_Task prompt_: Carry on the k-means clustering passage below, picking up after its last sentence.

_Selected passage_:
^^^^^^^^
Note that we used the do function of dplyr to apply the algorithm on each dataset. The kmeans algorithm comes built-in with R (other implementations are available through libraries).

Plotting the nine datasets and color the points given the clusters found by the algorithm can be done with:

library(ggplot2)

scatterPlotWithLabels <- function(data) {
scatterPlot = ggplot(data, aes(x=x, y=y, shape=class, color=cluster)) +
geom_point() +
coord_fixed() +
scale_shape_manual(values=c(2, 3)) +
facet_wrap(~dataset, nrow=3)
scatterPlot
}

scatterPlotWithLabels(dataKmeans)


It draws the following plot: It works pretty well for the first dataset, but unfortunately not for the others. This behavior is predictable when we know the criterion the algorithm is optimizing and how the data is generated.

## K-means assumptions and criterion

For a given number of cluster K, and a set of N vectors $$x_i , i \in [1, N]$$, K-means aims to minimize the following criterion:

\begin{equation*} W(z, \mu) = \sum_{k=1}^{K} \sum_{i=1}^{N} z_{ik} ||x_i - \mu_k||^2 \end{equation*}

with:

• $$z_{ik} \in {0, 1}$$ indicates if the vector $$x_i$$ belongs to the cluster $$k$$;
• $$\mu_k \in \mathbb{R}^p$$, the center of the cluster $$k$$.

It minimizes the intra-cluster variance, i.e. the sum of the squared distances between the center of the cluster and the objects associated with it.

To understand why the algorithm works well on the first dataset and not on the others, it is helpfull to see that the criterion is a particular case of a broader one: the Gaussian mixture models try to maximize the following criterion:

\begin{equation*} L_C(\theta) = \sum_{i, k} z_{ik} \log (\pi_k \phi_k(x_i, \alpha_k)) \end{equation*}

where:

• $$\theta = (\pi, \alpha)$$ with $$\pi$$ is a vector of proportions and $$\alpha$$ is a vector of parameters of a component;
• $$\phi_k(x_i, \alpha_k)$$ is the density of an observation $$x_i$$ from the $$k^{th}$$ component.
^^^^^^^^
_Given records_:
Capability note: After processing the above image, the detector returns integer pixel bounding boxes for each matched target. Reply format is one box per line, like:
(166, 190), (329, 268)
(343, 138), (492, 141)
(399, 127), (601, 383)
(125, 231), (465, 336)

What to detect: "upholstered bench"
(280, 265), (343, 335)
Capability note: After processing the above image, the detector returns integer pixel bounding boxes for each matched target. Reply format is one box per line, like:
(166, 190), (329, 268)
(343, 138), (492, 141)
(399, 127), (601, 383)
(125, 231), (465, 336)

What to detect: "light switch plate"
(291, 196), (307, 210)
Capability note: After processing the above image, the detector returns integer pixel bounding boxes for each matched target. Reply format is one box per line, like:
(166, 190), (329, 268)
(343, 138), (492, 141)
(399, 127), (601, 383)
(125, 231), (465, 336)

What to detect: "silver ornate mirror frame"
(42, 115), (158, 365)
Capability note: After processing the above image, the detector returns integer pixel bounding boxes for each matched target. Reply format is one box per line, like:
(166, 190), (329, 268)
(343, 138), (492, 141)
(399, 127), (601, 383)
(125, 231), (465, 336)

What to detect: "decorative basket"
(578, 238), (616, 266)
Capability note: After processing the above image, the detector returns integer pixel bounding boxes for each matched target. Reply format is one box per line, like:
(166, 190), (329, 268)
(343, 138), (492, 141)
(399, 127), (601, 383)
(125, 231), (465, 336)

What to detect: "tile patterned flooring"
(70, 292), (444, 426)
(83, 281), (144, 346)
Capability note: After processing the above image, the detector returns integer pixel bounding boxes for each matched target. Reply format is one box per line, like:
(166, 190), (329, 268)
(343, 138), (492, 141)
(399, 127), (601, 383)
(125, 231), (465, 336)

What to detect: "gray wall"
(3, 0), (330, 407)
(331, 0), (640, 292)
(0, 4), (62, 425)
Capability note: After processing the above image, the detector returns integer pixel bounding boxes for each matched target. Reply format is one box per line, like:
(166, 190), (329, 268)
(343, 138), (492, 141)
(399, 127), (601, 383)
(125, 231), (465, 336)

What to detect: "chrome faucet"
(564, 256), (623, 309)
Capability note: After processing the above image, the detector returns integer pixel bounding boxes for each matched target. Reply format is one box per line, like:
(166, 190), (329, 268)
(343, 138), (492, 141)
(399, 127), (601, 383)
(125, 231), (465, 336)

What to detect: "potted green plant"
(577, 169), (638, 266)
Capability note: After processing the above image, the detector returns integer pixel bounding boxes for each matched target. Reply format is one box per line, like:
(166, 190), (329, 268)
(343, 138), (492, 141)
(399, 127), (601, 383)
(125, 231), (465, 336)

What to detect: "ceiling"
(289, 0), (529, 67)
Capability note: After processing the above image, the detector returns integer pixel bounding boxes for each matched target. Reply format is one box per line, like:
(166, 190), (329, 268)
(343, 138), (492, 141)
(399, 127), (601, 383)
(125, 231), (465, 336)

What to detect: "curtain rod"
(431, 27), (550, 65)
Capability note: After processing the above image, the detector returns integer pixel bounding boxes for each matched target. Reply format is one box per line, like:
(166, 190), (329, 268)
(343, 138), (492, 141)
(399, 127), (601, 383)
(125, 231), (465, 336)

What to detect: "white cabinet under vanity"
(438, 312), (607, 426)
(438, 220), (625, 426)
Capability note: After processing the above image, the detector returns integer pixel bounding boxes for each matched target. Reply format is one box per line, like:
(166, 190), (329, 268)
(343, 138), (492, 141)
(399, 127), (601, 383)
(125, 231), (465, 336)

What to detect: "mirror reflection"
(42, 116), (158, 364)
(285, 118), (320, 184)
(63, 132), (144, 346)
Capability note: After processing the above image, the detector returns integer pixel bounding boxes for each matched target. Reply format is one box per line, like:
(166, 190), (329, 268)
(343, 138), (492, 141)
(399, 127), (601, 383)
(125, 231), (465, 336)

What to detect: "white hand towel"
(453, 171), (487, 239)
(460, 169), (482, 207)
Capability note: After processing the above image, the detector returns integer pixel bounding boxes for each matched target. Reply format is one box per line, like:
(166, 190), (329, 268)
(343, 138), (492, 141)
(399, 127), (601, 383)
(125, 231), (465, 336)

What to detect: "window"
^^^^^^^^
_Response_:
If we consider a mixture of Gaussians, the density function is defined by:

\begin{equation*} \phi_k(x; \mu, \Sigma) = \frac{1}{(2 \pi)^{n/2} |\Sigma|^{1/2}} \exp (- \frac{1}{2} (x - \mu)^T \Sigma^{-1} (x-\mu)) \end{equation*}

with:

• $$n$$ the number of dimensions of the vector $$x$$;
• $$\mu$$ the mean vector;
• $$\Sigma$$ the covariance matrix.

If we consider a mixture of Gaussians with an identity covariance matrix (same variance and no covariance) and equal proportions (all $$\pi_k$$ are equals), we obtain, up to a constant, the criterion of k-means.

Thus it is predictable that the k-means algorithm works well on the first dataset since it fits perfectly the assumptions on the probability distribution generating the objects to cluster.

## Take away

Here are a few things to remember from this blog post:

• There is no clustering algorithm to rule them all: the user should choose carefully the algorithm given the data and the criterion to optimize
• K-means assumes the data is generated by a mixture of Gaussians with the same variance, the same proportion (same number of objects per class) and no intra-class covariance.

The second point can be see two ways:

• If you have a prior on the data, you can choose the algorithm to cluster data according to the criterion it optimizes and the prior you have on the data.
• If you don’t have any prior on the data, you can still apply k-means but should not overinterpret the results. For instance, the size of the clusters is enforced by the algorithm, thus you cannot infer that the underlying classes have equal proportions.